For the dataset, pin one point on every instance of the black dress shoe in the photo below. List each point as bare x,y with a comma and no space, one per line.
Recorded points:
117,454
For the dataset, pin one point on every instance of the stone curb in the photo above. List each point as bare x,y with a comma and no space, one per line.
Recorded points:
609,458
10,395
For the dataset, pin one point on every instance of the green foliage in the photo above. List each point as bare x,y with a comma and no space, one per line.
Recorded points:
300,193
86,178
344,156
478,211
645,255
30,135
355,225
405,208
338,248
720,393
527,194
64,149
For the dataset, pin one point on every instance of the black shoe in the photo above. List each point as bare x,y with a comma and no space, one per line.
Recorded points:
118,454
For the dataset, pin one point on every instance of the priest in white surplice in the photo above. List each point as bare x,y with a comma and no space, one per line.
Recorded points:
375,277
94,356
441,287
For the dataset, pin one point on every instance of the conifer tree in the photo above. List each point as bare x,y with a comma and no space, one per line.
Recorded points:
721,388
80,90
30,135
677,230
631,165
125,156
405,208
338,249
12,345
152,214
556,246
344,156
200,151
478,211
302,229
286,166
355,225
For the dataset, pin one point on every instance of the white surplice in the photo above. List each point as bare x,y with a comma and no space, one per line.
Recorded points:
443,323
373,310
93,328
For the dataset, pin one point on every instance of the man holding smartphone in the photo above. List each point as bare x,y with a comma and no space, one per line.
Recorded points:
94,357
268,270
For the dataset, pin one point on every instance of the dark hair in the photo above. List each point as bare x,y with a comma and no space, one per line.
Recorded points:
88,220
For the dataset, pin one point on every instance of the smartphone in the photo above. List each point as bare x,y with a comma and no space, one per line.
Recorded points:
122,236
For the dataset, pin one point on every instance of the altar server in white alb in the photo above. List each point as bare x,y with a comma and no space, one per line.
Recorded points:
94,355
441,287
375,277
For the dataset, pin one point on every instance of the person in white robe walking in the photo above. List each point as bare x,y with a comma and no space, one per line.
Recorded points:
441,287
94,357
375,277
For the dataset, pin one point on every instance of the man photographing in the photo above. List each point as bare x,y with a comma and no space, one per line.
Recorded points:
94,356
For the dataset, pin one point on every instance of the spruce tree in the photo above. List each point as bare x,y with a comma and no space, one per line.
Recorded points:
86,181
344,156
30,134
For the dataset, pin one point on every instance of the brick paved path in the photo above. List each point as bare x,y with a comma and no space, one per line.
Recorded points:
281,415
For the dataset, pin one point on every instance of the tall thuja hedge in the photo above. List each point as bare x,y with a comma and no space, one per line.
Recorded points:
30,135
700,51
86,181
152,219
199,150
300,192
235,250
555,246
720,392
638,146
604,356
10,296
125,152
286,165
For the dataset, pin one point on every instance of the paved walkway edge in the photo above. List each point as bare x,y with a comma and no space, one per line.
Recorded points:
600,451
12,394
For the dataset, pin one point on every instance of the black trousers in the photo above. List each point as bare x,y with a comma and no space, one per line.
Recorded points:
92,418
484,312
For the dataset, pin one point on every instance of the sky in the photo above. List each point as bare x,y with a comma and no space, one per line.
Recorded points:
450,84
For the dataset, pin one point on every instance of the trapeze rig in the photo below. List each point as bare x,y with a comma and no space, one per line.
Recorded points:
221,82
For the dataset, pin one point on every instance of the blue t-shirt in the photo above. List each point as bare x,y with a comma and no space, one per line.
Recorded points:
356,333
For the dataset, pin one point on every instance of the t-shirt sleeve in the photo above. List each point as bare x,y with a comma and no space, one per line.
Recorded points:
= = = = =
- YOUR ASSIGNMENT
Repeat the whole listing above exactly.

- RESULT OF THE EXERCISE
For the dataset, pin one point on every instance of the black dress shoe in the photo below. List each point as bare x,y with a comma and no space, one per line.
Recorded points:
117,454
For the dataset, pin one point on every instance of the stone curb in the photo above. List each point as bare x,y with a comma and no space, one per line.
Recorded points:
609,458
10,395
For the dataset, pin one point on every instance of the green foliage in the photo above. List each point as bare x,y with a comma and no space, one per line.
Recorded points:
300,193
86,178
344,156
478,211
645,255
30,135
355,225
405,208
338,248
720,393
527,194
64,149
For the dataset, pin one point on every instance of the black shoe in the photo above. List each point as bare x,y with a comma and no space, one per line.
Recorded points:
118,454
For the dataset, pin one point on every instance of the priest in white surplice in the photo above. List each point as bare x,y with a comma and no space, one per line.
Recorded points:
375,277
94,356
441,287
For the dataset, pin one point on every instance of the conifer tree in the photo above. List each point as bare x,y with a comma and no space, one per line.
Recorded points:
721,388
80,90
30,135
677,230
631,165
125,156
405,208
338,249
12,345
152,214
556,246
344,156
200,151
478,211
302,229
286,166
355,225
For the dataset, pin one point on every instance of the white surplice in the photo above. List each point as bare x,y with a comma and no space, one per line.
Recorded points:
443,323
373,310
93,328
For the dataset, pin one point on every instance of the man holding smartphone in the photo above. List each point as bare x,y with a comma and no space, one per line.
Recorded points:
94,357
268,270
For the dataset, pin one point on every instance of the dark hair in the photo above. List each point as bare x,y with a comma and no space, one per line.
Recorded points:
88,220
For the dataset, pin one point on every instance of the smartphone in the photo above. List each point as bare x,y with a comma and no space, one per line.
Recorded points:
122,236
For the dataset, pin one point on every instance of the altar server in white alb in the photo above. List each point as bare x,y with a comma and no space, one per line.
Recorded points:
94,355
441,287
375,277
For the dataset, pin one point on every instance of the person in white robe walking in the photo above. List each point as bare x,y with a comma and no space, one per line.
Recorded points:
441,287
94,357
375,277
For the dataset, pin one point on every instance of the man photographing in the photo above. List each point as bare x,y with a comma and no space, one per line.
Recorded points:
94,356
For the dataset, pin one point on every instance of the spruce tree in the photo above. List each point as bare x,y with a comma and no space, one per line.
Recorded points:
86,181
344,156
30,134
For the dataset, pin one point on every instance of the brick paved path in the photo above. List each point as bare x,y with a comma and no space, one per line.
Recorded points:
281,415
For the dataset, pin one point on every instance of the tall thuja hedge in the photo above. List each point as bare x,y with a comma and no space, one per line.
Recorded points:
30,135
700,51
86,181
152,219
199,150
300,192
235,250
555,246
720,392
638,146
604,356
10,296
125,152
286,165
For the dataset, pin one point on every instance of the paved walkway edge in the photo above. List each point as bare x,y with a comma and no space, one per line.
Recorded points:
600,451
12,394
For the dataset, pin one point on every instance of the black trousers in the photo above. List each point as bare x,y with a comma and no space, one per line.
Recorded points:
92,418
484,312
For the dataset, pin one point on every instance of the sky in the photo above. List each point as bare x,y with a comma and no space, one per line.
Recorded points:
450,84
For the dataset, pin one point on every instance of the trapeze rig in the photo below. List each point as bare x,y with a comma and no space, one per line.
Recorded points:
221,82
For the dataset, pin one point on every instance of the blue t-shirt in the photo above. List each point as bare x,y with a comma and no space, one per line.
Recorded points:
356,333
For the dataset, pin one point on every instance of the t-shirt sleeve in the photo above. List each point as bare x,y with a comma and no space, one per line.
Recorded points:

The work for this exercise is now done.